* **WHAT IS EXPECTED**
Retype the lines of the listing below without changes, beginning at the line that contains "Spot the paved" and stopping after the line that contains "[(28, 131)]".

⟨

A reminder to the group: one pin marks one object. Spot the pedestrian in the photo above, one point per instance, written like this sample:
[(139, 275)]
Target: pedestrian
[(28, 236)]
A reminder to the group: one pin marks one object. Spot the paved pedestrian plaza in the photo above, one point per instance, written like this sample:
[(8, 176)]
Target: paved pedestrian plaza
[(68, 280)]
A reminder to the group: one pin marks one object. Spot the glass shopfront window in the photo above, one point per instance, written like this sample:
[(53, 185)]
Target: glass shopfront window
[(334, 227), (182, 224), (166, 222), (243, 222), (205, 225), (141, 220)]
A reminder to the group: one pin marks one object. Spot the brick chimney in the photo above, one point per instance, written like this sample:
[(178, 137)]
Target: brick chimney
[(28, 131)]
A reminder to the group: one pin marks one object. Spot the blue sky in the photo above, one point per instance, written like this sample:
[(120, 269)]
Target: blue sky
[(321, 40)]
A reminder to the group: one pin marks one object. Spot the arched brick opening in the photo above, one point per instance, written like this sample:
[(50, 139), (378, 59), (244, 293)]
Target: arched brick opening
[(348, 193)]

⟩

* **RESPONSE**
A reminder to the group: one pin marks one object. Spot the paved pedestrian plaza in the photo above, one point per instance, written like this sample:
[(8, 176)]
Target: paved pedestrian plaza
[(68, 280)]
A reminder to the group: one pin marks one object. Spot the glass shopfront window in the photo above, one point per instance, written like this sample:
[(53, 185)]
Target: glass shopfront window
[(334, 227), (182, 224), (166, 222), (243, 222), (205, 225), (141, 220)]
A reminder to the group: one pin marks one object. Spot the brick chimney in the photo above, one point per instance, written like this sample:
[(178, 137)]
Target: brick chimney
[(28, 131)]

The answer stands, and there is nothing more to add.